▶ [BRIEF 1]:
From the article on electronic hospital discharge summaries, translate this sentence into Spanish: "Hospitals will also be able to send messages containing standardised coded clinical terminology, such as SNOMED-CT and dm+d."
▶ [BRIEF 2]:
Write a continuation of the article on electronic hospital discharge summaries, picking up after its final sentence.

▶ [TEXT SECTION]:
Hospitals across England will soon be able to send secure and standardised clinical patient discharge summaries and outpatient attendance information electronically to GP systems.
This follows a successful first of type by NHS Digital, TPP and Dorset County Hospital working with Independent Systems Integrators.
During the trial Dorset County Hospital was able to send over 4,000 structured FHIR1 messages to four volunteer GP practices locally3, including outpatient letters, emergency care and inpatient discharge summaries.
The system saves GP practices time in processing and clarifying the information they receive, so changes can be tracked and necessary actions taken.
For example, updating information when a new or alternative medication has been prescribed for the patient or actioning an onward referral request.
It will also notify hospitals when messages have been delivered and have been actioned. GPs and hospitals benefit from a reduction in paper use, postal costs and time re-typing information into their computer system.
Traditionally GPs have had to enter information from patient discharge letters into GP systems, taking up valuable admin time. National transfer of care messages allow for the data to be easily extracted straight into GP computer systems.
Adopting clinical and technical standards2 in electronic healthcare records across the NHS in England, allows clinical information to be recorded, shared and accessed consistently to deliver better care and outcomes for patients.
Messages are sent using the Message Exchange for Social Care and Health (MESH) and have been built to HL7 FHIR standards, giving hospitals the possibility to send files that are much bigger than could be sent through email in the future.
Hospitals will also be able to send messages containing standardised coded clinical terminology, such as SNOMED-CT and dm+d.
Andrew Meyer, Director of Platforms at NHS Digital, said: “Improving transfers of care between hospitals and GP practices is a vitally important step to enhance patient care across different health and care settings.
“We have come a long way from the early days of sending discharge information through the post, fax and even email to now providing a standardised and reliable service.

Region pointing data:
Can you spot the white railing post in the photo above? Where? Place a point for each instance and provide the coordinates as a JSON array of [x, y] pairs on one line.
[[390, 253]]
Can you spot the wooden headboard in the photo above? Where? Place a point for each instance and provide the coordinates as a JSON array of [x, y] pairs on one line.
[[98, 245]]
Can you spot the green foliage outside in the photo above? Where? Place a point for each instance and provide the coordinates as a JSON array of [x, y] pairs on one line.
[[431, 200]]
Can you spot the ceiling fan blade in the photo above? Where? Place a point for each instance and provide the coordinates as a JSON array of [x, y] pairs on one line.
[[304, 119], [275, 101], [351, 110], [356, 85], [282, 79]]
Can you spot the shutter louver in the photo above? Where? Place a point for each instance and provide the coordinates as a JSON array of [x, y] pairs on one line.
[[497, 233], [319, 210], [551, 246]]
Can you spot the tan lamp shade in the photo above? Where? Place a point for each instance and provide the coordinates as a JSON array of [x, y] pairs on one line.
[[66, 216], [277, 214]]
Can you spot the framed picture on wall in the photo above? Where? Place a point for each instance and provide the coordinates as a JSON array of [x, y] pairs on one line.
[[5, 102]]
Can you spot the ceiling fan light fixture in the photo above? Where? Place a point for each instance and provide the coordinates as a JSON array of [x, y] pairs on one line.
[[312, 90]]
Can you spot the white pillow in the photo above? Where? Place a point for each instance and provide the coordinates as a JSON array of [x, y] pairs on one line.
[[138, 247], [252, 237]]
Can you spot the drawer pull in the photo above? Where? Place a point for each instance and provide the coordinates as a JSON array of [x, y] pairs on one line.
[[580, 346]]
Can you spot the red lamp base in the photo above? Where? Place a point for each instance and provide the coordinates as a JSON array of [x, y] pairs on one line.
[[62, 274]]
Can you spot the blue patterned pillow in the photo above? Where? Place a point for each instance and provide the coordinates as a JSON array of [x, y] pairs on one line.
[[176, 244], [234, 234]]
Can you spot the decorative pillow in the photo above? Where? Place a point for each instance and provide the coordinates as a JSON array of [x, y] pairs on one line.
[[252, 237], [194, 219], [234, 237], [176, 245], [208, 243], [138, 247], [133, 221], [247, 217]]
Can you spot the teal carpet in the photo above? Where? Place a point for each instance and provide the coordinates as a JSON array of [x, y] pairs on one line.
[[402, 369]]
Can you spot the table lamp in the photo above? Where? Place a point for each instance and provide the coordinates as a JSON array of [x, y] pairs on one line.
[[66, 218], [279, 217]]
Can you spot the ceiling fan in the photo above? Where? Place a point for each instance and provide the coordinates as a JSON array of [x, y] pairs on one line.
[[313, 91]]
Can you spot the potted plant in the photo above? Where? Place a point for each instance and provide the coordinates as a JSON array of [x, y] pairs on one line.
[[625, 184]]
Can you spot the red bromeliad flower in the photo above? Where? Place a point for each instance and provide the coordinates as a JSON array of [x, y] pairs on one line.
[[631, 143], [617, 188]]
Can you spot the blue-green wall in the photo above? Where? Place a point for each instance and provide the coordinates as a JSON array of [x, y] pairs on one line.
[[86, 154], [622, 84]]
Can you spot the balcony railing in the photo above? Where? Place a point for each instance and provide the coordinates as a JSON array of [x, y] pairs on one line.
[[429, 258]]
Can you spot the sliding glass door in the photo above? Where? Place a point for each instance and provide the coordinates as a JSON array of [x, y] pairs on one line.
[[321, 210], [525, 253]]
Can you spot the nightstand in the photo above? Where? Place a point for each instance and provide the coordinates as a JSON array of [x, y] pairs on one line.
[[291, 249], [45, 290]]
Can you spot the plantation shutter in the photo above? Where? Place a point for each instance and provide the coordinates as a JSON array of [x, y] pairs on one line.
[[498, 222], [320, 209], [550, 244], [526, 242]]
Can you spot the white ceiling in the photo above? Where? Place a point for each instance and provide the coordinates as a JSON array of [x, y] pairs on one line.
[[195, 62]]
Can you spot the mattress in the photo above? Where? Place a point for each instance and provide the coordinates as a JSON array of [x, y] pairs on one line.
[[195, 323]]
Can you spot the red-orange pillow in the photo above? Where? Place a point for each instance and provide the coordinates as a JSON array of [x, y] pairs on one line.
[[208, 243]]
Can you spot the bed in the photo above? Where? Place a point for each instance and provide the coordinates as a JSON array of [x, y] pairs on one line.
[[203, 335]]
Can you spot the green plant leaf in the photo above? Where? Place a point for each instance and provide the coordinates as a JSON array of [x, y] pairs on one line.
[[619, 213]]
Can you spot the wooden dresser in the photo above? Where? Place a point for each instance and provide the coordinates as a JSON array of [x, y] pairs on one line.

▶ [TASK ANSWER 1]:
Los hospitales también podrán enviar mensajes que contengan terminología clínica codificada y estandarizada, como SNOMED-CT y dm+d.

▶ [TASK ANSWER 2]:
“Hospital staff can be reassured that the messages they send to GP practices have been delivered, read and acted upon, without the need to follow up with telephone calls.
“Interoperability between different systems is key to reaching this target and we aim to work with other Trusts and GP suppliers to ensure that all GP computer systems can send and receive transfer of care messages in the near future.”
Dr John Parry, Clinical Director of TPP, said: “Enabling key information from ToC messages to be extracted automatically will make the process faster, less prone to error, and ultimately safer for patients.
“The interoperability we have achieved here is an essential step in the right direction to make all communication into General Practice digital.”
Waleed Al-Hussaini, founder of Independent System Integrators, said: “We’ve taken content from MS Word and Rich text format documents written by clinical professionals to construct FHIR messages for Outpatient Letters.
“We’ve enriched and transformed HL7v2 messages to generate Inpatient discharge and emergency department discharge FHIR messages to send to GPs allowing the Trust the time and space to continue to deliver excellent services and improve systems while realising the tangible benefits of the ToC programme for patients and GPs, as well as complying with the national requirement today.”
NHS Digital is now working with mental health trusts to develop a first of type for mental health inpatient discharge notices.